### What you are asked to do
Render the listing below as a JSON list of strings, one string per line with blank lines omitted, starting from its first line and stopping after the line that contains "[210,164,238,214]".

### Source data
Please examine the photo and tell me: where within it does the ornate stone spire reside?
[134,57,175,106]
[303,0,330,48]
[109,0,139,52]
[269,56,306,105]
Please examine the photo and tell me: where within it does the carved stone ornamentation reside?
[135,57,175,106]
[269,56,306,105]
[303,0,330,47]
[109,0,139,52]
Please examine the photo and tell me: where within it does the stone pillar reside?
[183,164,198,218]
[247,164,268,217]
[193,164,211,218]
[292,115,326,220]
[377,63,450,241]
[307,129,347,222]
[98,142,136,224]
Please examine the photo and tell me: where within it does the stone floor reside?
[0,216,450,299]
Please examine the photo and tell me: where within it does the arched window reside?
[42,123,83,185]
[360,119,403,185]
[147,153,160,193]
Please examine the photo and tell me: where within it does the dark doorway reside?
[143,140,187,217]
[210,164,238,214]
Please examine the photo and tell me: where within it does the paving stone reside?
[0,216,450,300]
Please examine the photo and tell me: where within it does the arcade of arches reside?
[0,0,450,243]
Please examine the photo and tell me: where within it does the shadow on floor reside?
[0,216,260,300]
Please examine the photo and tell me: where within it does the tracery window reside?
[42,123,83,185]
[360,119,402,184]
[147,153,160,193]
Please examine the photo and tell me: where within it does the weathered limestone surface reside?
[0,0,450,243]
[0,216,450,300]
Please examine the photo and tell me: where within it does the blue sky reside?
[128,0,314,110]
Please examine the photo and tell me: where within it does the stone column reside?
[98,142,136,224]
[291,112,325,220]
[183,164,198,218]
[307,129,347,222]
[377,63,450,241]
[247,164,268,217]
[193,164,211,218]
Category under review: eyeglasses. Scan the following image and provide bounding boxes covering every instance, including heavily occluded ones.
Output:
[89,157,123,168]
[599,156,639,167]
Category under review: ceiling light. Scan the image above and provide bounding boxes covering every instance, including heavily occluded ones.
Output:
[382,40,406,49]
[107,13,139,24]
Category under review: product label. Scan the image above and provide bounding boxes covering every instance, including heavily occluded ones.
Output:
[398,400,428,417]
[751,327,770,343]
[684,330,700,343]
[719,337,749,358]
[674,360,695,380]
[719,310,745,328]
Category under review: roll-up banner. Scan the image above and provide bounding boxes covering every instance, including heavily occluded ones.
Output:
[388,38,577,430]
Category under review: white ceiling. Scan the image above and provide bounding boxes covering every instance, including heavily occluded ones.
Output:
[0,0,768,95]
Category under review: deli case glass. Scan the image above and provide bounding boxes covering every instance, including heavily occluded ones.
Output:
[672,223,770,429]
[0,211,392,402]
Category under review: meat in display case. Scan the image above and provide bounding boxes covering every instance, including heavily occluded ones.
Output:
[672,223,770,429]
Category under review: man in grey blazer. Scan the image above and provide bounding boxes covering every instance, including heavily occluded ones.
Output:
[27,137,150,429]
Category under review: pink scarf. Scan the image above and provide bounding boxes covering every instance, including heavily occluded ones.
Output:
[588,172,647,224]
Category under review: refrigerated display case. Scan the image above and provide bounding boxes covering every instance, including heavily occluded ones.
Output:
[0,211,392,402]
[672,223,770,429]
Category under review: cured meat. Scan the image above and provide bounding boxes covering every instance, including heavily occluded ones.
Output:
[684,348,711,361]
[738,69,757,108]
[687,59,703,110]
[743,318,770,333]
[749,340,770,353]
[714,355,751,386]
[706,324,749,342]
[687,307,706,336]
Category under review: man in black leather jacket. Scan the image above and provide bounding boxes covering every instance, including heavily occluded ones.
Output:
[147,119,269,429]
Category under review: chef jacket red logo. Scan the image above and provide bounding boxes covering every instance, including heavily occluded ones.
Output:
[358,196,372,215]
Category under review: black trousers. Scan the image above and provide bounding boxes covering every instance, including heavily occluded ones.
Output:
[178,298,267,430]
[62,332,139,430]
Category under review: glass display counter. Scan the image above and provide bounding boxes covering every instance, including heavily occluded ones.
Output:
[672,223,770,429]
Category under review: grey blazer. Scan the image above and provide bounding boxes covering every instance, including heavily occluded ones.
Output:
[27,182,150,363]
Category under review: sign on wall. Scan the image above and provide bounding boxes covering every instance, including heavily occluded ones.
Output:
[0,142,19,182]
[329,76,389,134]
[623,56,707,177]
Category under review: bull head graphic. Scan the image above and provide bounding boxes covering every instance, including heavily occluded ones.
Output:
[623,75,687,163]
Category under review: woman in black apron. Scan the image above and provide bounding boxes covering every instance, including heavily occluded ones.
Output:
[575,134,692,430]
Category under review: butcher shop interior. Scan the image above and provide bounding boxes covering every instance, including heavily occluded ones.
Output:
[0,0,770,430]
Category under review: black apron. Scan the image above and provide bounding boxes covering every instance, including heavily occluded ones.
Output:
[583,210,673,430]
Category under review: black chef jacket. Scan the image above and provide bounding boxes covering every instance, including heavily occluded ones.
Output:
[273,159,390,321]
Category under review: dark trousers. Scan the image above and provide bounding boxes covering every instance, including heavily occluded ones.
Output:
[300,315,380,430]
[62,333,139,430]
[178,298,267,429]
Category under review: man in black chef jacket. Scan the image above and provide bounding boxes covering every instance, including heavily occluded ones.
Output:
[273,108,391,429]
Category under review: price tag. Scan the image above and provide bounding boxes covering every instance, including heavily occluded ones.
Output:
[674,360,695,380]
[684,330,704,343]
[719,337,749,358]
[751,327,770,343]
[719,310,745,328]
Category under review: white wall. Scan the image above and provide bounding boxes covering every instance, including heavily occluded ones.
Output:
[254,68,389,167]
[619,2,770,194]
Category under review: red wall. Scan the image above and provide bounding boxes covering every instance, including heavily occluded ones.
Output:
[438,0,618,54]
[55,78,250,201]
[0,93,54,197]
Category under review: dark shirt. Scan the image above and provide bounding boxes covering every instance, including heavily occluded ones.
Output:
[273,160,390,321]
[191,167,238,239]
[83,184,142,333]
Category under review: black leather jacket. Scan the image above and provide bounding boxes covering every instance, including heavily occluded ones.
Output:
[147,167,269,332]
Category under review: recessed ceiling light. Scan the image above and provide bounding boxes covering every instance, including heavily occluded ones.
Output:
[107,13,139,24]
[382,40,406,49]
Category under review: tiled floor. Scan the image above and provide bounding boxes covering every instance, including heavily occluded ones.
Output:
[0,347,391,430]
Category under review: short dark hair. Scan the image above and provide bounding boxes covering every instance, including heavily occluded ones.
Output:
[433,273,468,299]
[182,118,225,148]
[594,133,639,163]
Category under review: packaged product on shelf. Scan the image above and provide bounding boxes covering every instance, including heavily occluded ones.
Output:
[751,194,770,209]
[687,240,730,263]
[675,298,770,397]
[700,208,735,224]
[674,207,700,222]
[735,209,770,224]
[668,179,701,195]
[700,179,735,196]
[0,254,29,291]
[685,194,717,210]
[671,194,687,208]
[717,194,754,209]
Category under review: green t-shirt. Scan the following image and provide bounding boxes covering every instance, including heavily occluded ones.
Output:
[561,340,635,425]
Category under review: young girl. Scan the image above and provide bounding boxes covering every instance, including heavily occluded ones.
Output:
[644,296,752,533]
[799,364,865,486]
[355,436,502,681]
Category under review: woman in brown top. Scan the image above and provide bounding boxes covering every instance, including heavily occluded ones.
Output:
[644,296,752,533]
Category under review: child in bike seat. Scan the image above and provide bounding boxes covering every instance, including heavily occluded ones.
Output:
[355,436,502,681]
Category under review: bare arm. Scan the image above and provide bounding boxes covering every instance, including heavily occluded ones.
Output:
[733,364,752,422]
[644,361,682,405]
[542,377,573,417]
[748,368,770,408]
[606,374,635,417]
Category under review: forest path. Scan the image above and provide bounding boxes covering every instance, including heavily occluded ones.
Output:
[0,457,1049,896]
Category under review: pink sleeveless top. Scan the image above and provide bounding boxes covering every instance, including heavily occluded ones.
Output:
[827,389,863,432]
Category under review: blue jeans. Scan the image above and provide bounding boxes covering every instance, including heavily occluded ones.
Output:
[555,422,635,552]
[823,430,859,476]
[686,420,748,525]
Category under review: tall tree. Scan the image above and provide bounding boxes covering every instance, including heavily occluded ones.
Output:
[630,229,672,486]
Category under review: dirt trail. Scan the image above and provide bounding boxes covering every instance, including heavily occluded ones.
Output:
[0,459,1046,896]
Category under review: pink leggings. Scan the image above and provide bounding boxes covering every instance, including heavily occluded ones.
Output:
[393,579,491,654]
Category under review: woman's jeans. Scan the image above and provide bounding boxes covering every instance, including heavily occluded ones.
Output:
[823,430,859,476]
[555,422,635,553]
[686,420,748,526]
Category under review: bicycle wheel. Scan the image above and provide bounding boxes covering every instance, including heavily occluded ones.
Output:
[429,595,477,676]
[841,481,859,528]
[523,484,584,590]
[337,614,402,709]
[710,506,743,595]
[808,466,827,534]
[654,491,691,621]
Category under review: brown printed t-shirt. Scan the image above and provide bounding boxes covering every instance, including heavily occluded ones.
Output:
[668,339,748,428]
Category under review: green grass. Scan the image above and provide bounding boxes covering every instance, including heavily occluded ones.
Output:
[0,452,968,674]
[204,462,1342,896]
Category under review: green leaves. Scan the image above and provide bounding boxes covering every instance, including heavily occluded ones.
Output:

### Result of this exercise
[
  "Please examine the photo and tell me: where within it does the ornate stone spire reside?",
  "[134,57,175,106]",
  "[303,0,330,48]",
  "[109,0,139,52]",
  "[269,56,306,105]",
  "Please examine the photo and tell me: where within it does the carved stone ornamentation reside?",
  "[135,57,175,106]",
  "[269,56,306,105]",
  "[303,0,330,47]",
  "[109,0,139,52]",
  "Please examine the photo and tell me: where within it does the stone pillar reside?",
  "[183,164,198,218]",
  "[247,164,268,217]",
  "[193,164,211,218]",
  "[292,115,326,220]",
  "[377,63,450,241]",
  "[307,129,347,222]",
  "[98,142,136,224]",
  "Please examine the photo and tell me: where within it does the stone floor reside?",
  "[0,216,450,299]",
  "Please examine the photo and tell me: where within it does the arched window reside?",
  "[42,123,83,185]",
  "[360,119,403,185]",
  "[147,153,160,193]",
  "Please examine the photo and tell me: where within it does the dark doorway reside?",
  "[143,140,187,217]",
  "[210,164,238,214]"
]